■ Potongan Dokumen
Indeks Bisnis-27 Menghijau September 2022, SMGR Jadi Penopang

Sepanjang September 2022, Indeks Bisnis-27 menunjukan tren yang cenderung masih menanjak Terpantau Indeks Bisnis-27 justru berbanding terbalik dengan Indeks Harga Saham Gabungan (IHSG), dimana Indeks Bisnis-27 mencatat penguatan 1,34% (month-to-date/mtd) atau dibandingkan dengan akhir Bulan Agustus.

Dyah Ayu Kartika

30 Sep 2022 - 18.00

Data

Sepanjang September 2022, Indeks Bisnis-27 masih menunjukan tren yang cenderung menanjak. Terpantau, Indeks Bisnis-27 justru berbanding terbalik dengan Indeks Harga Saham Gabungan (IHSG). Indeks Bisnis-27 mencatat penguatan 1,34% sepanjang bulan ini (month-to-date/mtd).

Item Tersimpan:
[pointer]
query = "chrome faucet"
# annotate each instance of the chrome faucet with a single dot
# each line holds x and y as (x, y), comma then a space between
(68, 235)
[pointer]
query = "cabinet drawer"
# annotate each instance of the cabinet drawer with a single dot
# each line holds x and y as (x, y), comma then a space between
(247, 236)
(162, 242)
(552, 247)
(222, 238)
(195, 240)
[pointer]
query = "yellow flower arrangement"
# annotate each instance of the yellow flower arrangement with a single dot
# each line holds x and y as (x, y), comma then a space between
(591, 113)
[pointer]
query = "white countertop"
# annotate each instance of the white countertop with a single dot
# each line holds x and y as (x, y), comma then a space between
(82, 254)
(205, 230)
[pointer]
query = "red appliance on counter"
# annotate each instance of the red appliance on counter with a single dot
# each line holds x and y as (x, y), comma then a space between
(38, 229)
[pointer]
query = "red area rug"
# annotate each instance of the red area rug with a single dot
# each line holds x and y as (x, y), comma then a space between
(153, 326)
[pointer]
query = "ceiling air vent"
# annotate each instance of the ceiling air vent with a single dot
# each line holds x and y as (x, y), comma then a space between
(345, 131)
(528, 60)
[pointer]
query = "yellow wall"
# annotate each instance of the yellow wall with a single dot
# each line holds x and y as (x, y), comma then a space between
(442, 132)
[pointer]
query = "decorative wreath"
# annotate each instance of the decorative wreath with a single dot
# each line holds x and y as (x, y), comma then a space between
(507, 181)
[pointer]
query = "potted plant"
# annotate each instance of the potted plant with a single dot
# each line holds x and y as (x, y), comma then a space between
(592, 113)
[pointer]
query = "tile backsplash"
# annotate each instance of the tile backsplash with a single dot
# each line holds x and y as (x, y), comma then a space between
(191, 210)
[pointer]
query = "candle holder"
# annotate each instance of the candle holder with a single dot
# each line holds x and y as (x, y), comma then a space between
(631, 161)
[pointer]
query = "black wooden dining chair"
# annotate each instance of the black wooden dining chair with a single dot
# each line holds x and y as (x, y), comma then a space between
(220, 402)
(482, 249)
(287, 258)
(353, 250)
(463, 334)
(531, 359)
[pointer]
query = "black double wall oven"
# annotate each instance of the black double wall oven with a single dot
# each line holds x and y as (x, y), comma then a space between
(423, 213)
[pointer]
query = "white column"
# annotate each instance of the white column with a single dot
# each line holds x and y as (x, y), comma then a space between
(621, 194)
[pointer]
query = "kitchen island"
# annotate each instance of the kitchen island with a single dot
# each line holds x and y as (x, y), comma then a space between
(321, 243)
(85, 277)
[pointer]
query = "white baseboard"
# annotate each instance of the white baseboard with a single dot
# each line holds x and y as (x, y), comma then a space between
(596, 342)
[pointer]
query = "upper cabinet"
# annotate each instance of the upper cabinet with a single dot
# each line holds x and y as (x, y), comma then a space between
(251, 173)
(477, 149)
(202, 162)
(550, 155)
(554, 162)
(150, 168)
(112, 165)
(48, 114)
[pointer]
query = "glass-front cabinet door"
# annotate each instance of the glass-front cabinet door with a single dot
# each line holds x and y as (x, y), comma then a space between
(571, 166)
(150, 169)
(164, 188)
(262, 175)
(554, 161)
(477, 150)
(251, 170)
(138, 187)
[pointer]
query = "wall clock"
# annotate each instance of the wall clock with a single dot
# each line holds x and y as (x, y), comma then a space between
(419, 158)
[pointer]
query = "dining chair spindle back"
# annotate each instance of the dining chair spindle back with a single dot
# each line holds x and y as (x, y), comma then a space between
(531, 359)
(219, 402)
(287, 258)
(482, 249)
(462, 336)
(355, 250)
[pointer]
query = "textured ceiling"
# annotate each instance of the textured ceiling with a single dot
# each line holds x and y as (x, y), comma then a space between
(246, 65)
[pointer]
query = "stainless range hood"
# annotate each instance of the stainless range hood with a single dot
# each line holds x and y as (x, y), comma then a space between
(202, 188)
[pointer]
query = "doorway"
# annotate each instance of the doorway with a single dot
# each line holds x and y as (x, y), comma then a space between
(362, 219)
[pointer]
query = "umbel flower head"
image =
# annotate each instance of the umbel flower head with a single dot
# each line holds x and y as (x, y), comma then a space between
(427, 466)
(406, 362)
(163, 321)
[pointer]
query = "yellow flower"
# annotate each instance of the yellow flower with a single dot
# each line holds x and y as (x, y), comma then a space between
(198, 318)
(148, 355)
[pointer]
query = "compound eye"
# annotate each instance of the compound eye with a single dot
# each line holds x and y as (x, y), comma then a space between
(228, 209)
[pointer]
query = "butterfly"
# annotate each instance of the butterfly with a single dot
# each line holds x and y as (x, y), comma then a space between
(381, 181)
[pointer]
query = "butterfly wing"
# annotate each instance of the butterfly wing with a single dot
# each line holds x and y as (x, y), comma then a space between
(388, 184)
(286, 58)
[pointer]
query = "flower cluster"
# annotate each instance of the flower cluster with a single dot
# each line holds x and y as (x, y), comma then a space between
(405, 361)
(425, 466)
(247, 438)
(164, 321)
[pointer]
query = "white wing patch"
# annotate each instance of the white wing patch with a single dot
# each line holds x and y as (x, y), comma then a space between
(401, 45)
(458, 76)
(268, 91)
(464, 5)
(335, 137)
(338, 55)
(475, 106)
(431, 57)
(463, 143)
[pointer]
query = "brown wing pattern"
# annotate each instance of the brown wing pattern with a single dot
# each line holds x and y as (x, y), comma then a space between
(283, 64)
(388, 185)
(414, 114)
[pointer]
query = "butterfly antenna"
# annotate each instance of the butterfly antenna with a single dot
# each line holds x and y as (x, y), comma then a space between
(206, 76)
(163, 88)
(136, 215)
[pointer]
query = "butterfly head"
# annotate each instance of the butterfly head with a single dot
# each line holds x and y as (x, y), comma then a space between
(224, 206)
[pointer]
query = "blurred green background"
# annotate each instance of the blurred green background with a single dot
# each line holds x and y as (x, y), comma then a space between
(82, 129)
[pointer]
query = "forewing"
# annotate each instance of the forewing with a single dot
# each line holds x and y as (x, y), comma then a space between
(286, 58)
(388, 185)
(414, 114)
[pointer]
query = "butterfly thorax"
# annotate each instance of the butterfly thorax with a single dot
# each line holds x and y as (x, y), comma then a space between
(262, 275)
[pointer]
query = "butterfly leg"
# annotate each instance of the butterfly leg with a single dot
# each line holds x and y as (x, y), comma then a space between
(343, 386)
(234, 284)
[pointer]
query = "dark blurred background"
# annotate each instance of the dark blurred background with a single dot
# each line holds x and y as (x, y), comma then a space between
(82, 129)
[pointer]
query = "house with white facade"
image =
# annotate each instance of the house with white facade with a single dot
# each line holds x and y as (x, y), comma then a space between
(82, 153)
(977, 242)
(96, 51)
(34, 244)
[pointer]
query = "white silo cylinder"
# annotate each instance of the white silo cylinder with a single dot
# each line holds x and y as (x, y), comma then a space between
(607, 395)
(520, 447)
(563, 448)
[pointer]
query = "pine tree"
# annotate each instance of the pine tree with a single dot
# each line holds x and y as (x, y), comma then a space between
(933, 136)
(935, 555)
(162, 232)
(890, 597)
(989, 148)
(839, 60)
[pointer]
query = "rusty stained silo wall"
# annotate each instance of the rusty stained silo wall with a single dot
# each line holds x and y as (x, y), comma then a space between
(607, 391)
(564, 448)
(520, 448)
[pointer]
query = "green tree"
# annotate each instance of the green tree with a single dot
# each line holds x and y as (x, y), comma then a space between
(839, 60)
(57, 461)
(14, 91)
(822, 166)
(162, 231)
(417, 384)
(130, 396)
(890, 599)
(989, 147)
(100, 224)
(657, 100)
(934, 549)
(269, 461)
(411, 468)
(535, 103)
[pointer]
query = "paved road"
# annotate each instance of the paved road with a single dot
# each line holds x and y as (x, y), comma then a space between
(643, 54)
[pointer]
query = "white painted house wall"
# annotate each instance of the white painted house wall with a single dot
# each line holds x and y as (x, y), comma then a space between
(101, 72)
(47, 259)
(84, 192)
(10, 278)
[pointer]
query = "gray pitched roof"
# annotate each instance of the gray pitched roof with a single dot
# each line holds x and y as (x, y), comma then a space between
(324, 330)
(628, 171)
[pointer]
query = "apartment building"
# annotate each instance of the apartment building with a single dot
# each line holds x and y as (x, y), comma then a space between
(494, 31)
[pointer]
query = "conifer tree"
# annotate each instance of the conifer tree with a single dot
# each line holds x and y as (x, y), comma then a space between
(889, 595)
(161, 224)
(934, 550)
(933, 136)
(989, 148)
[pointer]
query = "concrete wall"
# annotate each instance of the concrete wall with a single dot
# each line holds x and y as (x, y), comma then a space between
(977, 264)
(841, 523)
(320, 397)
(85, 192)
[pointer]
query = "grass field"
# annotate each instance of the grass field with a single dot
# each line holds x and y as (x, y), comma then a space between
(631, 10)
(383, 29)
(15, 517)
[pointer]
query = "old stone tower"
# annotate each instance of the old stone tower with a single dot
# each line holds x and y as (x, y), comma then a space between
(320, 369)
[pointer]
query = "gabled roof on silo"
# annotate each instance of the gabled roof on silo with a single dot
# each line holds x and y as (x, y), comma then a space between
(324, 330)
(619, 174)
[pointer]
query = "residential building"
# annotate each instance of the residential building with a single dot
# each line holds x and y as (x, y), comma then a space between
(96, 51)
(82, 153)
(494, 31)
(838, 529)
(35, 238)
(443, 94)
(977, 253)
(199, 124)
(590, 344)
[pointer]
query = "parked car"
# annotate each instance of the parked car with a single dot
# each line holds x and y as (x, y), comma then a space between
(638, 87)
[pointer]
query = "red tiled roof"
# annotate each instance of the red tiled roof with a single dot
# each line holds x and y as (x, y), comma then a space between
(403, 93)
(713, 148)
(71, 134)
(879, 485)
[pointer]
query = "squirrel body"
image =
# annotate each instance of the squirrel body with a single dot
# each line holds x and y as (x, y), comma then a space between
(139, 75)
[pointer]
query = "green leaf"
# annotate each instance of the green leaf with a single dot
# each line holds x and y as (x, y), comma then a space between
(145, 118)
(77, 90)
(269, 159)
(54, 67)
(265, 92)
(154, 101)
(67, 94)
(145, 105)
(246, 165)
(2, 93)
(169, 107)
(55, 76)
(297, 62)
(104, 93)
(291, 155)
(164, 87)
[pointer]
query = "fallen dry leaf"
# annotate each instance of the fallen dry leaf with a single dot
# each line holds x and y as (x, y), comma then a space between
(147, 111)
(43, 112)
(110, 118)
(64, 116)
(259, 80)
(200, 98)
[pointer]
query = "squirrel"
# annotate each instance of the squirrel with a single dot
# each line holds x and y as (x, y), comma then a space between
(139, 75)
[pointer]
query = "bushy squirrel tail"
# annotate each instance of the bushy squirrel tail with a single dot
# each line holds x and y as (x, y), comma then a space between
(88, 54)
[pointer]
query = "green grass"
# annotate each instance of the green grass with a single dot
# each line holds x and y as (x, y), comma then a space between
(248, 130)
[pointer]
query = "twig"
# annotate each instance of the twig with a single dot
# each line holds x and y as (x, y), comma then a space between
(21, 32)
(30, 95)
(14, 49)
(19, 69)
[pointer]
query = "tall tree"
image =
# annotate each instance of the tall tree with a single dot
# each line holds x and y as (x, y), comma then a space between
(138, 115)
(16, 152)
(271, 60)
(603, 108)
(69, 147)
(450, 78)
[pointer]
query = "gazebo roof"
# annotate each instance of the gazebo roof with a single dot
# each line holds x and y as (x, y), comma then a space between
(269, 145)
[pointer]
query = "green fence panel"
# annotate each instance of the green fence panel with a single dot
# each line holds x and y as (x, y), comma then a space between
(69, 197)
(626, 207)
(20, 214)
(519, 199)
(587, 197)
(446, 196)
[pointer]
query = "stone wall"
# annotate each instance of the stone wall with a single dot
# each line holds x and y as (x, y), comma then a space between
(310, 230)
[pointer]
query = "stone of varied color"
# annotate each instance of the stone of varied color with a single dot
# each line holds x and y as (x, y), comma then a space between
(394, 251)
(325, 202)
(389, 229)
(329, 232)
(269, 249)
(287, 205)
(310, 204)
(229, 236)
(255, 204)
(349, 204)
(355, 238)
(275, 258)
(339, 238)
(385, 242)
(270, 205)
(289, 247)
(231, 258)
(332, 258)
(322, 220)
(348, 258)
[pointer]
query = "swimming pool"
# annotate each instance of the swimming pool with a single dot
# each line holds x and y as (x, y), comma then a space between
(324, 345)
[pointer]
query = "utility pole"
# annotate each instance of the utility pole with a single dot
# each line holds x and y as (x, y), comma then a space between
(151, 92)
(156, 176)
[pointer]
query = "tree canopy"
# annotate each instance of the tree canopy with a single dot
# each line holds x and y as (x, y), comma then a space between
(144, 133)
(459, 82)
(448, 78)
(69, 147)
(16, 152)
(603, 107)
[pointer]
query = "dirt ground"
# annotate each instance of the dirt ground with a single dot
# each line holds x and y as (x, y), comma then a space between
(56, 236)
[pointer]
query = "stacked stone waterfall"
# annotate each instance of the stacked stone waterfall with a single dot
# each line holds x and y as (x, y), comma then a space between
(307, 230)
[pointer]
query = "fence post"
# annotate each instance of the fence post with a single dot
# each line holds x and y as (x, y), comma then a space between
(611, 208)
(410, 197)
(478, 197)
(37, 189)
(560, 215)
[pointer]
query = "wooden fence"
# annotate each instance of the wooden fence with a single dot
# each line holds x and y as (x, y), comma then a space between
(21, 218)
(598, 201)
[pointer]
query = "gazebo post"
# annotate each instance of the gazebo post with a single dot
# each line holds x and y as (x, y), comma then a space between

■ Instruksi yang Diberikan
Menurut berita tentang Indeks Bisnis-27 di atas, mengapa indeks tersebut disebut menghijau sepanjang September 2022? Jelaskan dalam satu sampai tiga kalimat.

■ Hasil Berikut
Indeks Bisnis-27 disebut menghijau karena mencatat penguatan 1,34% secara month-to-date dibandingkan dengan akhir Agustus. Arah indeks ini disebut berbanding terbalik dengan IHSG. Judul berita menyebut SMGR sebagai penopangnya.